Listed records ->
········

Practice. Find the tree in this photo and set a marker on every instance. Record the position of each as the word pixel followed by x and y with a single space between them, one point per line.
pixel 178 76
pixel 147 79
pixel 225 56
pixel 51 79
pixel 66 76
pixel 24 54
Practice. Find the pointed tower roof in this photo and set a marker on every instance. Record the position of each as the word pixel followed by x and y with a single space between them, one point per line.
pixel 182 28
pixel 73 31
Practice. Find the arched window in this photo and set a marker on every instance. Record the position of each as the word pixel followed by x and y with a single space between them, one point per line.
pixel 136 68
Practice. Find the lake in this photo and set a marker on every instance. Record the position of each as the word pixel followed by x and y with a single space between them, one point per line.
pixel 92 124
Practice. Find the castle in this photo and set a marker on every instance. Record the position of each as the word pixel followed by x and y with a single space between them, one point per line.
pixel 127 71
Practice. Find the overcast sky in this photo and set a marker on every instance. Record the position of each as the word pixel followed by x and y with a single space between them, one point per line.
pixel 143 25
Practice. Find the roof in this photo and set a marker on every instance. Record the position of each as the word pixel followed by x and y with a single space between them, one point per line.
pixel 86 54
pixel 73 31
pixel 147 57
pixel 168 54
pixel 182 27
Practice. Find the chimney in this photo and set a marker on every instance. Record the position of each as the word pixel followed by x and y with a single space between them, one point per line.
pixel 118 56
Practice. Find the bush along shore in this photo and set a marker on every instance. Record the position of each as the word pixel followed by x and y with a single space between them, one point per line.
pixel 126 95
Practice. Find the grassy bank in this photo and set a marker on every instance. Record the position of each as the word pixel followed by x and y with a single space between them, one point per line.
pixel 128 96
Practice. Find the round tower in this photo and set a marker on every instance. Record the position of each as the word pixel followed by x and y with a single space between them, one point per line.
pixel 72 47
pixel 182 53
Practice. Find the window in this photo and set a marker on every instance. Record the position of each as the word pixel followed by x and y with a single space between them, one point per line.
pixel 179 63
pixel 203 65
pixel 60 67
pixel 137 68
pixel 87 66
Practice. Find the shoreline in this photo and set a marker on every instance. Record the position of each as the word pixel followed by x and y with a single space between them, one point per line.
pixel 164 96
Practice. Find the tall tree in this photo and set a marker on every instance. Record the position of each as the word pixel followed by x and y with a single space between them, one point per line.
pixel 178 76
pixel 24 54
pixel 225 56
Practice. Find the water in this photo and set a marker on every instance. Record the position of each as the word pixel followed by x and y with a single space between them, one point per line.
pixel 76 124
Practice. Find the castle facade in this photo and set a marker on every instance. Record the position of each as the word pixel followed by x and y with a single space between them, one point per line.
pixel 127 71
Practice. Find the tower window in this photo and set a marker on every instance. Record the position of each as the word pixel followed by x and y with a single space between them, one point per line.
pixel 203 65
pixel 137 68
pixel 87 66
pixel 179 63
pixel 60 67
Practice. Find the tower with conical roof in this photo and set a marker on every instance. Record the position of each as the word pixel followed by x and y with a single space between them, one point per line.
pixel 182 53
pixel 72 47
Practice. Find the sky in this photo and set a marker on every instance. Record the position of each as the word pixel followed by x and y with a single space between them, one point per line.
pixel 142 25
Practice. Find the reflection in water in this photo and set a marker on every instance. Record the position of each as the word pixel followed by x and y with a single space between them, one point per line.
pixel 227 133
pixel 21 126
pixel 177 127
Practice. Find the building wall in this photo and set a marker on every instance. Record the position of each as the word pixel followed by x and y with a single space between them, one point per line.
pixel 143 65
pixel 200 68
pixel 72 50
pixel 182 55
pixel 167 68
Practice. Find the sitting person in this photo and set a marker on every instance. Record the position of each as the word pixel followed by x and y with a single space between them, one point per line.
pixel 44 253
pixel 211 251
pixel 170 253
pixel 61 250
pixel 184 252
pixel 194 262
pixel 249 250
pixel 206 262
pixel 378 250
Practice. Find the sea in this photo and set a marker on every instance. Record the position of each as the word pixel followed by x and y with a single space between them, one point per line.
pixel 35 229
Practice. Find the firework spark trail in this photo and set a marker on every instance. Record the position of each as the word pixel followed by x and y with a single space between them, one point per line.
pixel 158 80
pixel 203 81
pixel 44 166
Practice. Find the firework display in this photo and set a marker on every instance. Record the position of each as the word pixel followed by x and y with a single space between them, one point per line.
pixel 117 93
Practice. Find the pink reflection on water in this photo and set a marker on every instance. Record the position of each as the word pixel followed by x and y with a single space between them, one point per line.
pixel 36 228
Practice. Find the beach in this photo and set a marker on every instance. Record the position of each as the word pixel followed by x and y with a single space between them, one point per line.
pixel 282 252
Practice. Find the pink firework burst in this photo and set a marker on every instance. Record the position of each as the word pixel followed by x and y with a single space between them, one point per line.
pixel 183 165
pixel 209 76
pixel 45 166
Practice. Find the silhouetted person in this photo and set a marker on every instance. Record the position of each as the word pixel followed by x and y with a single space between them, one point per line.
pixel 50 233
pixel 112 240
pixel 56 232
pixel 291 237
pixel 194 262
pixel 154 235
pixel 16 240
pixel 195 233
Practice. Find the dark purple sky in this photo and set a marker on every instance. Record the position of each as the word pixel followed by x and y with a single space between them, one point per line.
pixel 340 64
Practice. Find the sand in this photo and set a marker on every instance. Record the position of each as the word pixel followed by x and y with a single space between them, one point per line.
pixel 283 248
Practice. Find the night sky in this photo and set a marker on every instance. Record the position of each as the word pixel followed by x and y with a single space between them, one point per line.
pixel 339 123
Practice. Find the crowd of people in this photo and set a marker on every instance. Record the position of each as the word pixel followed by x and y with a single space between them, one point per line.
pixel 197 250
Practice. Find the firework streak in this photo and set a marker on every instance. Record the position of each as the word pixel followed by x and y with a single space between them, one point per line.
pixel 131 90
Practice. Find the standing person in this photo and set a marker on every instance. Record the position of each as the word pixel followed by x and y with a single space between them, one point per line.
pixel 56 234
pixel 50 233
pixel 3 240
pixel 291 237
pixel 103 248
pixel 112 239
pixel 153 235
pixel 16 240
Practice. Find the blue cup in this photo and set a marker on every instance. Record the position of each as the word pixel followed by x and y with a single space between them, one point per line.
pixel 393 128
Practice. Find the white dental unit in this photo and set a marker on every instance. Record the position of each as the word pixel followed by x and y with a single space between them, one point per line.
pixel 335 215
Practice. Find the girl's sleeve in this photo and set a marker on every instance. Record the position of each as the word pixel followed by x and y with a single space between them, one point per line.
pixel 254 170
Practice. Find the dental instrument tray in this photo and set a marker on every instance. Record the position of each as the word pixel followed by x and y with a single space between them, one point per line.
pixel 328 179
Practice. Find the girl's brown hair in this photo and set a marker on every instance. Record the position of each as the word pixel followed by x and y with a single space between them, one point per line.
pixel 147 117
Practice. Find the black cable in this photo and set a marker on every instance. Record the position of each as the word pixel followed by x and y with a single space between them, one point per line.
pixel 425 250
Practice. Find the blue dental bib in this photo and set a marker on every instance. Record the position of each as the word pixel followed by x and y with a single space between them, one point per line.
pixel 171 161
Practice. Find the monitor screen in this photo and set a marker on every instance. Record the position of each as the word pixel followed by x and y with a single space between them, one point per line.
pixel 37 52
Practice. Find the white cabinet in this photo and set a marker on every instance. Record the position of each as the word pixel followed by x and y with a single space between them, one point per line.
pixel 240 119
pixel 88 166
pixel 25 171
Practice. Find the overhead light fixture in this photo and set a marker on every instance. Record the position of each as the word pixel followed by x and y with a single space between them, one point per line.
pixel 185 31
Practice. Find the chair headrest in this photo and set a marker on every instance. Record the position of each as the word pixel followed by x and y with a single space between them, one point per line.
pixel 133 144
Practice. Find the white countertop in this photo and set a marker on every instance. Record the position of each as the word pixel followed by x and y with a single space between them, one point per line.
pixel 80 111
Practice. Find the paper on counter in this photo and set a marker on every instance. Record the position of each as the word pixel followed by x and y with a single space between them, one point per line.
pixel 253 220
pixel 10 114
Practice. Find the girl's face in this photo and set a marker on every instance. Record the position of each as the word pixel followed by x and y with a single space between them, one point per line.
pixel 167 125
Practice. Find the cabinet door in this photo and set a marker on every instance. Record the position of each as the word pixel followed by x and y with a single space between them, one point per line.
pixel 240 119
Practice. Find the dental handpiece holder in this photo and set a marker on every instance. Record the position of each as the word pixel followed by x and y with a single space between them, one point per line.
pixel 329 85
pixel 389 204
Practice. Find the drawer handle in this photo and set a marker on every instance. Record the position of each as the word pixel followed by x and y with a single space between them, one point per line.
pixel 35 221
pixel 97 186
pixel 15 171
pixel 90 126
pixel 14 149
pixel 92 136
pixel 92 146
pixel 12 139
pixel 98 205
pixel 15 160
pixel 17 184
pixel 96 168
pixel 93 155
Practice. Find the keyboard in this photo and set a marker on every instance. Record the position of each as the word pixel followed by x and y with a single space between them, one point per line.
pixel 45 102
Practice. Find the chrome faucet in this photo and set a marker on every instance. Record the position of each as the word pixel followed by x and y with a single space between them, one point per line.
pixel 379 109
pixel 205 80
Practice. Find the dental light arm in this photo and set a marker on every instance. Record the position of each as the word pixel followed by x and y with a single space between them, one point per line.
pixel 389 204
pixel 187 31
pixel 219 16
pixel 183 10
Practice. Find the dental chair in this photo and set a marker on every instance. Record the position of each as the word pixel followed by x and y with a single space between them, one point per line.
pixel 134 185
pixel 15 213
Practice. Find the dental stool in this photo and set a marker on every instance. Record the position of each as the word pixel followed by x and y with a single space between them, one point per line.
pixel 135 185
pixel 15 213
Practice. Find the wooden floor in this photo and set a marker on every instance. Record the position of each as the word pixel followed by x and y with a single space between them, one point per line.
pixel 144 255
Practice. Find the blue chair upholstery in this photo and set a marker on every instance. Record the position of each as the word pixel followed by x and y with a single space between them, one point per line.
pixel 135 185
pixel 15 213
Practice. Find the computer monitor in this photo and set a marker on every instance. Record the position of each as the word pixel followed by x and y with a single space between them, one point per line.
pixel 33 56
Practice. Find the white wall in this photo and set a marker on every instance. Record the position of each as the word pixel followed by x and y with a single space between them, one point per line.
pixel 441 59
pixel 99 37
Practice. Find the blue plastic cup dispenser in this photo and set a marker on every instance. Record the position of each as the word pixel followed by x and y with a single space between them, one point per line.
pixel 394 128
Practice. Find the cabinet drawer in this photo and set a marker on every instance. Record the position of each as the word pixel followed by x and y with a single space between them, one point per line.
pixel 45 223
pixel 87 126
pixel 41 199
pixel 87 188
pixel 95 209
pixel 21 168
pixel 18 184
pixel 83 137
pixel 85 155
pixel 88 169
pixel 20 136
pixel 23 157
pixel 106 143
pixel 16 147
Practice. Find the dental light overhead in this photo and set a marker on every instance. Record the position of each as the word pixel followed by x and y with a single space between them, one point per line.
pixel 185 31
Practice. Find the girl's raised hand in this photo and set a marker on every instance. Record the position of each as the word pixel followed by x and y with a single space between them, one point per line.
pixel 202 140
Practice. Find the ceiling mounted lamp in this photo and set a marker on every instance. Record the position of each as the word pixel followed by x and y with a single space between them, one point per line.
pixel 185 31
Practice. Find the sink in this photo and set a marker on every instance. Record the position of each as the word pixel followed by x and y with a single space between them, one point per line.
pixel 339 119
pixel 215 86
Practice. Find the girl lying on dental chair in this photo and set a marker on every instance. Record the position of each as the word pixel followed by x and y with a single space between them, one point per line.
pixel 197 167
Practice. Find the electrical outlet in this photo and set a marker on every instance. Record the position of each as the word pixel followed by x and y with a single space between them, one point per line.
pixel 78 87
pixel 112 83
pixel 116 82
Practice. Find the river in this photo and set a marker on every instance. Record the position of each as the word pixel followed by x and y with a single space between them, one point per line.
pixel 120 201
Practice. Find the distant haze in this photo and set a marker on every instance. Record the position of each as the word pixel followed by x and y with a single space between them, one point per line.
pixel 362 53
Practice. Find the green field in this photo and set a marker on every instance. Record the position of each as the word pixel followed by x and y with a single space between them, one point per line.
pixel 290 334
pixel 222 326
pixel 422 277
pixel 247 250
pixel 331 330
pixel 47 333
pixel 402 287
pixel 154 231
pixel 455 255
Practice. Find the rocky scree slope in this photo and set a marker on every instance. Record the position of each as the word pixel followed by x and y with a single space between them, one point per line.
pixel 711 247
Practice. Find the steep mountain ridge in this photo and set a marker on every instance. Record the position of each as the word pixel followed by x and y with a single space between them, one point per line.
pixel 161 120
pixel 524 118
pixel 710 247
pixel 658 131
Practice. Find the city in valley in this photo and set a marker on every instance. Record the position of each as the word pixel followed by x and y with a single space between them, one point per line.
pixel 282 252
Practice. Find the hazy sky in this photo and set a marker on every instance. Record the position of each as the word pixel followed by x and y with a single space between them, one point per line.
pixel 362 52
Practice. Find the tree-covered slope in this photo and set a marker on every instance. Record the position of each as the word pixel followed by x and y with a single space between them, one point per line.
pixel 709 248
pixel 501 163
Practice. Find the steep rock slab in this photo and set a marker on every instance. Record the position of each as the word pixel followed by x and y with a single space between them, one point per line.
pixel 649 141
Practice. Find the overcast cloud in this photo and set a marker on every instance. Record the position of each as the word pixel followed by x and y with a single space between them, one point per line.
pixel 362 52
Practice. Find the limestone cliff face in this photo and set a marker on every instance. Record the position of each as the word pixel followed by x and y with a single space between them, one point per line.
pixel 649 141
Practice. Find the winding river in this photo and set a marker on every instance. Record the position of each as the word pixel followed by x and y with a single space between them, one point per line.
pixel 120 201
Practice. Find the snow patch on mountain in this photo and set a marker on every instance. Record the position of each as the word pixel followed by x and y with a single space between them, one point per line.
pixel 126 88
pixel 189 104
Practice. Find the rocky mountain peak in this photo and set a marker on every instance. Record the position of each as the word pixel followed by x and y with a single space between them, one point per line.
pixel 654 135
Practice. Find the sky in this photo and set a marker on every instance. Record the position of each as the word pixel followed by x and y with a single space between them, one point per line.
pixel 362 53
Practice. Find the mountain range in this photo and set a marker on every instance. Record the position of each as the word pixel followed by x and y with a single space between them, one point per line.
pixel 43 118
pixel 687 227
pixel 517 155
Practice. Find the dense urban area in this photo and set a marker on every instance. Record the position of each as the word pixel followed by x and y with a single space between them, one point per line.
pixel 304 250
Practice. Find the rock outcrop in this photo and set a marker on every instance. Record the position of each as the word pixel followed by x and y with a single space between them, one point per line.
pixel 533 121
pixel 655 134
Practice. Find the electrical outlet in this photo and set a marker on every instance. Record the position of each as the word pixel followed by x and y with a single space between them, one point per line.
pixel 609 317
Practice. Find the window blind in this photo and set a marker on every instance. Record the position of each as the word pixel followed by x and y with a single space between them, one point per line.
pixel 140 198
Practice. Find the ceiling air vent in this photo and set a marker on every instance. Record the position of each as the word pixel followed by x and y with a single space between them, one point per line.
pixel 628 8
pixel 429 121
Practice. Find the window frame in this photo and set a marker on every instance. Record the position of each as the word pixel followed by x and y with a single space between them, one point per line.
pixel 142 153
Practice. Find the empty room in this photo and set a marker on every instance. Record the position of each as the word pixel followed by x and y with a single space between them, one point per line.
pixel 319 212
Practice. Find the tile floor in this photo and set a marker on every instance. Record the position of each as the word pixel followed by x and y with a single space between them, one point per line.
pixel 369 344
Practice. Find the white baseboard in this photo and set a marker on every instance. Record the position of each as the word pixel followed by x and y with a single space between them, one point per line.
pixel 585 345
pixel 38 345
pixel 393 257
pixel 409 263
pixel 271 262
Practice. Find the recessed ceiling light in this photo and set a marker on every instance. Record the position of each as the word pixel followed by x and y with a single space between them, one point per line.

········

Format the records above, starting at the line that contains "Practice. Find the overcast sky" and running down to and including the line that contains "pixel 128 96", as a two-column CSV with the headers request and points and one row per request. Put each value in a single quoted field, and replace any line breaks within it with spaces.

Response for this exercise ->
request,points
"Practice. Find the overcast sky in this photo and set a marker on every instance. Record the position of each as the word pixel followed by x and y with a single space between them, one point per line.","pixel 143 25"
"Practice. Find the roof in this photo and set a marker on every instance. Record the position of each as the word pixel followed by x and y with a single space between them, one point per line.","pixel 86 54 pixel 73 31 pixel 147 57 pixel 168 54 pixel 182 27"
"Practice. Find the chimney in this photo and set a marker on every instance. Record the position of each as the word pixel followed by x and y with a single space between them, one point per line.","pixel 118 56"
"Practice. Find the bush along shore in this photo and set a marker on every instance. Record the position of each as the word pixel followed by x and y with a single space between them, one point per line.","pixel 126 95"
"Practice. Find the grassy bank in this photo and set a marker on every instance. Record the position of each as the word pixel followed by x and y with a single space between them, one point per line.","pixel 128 96"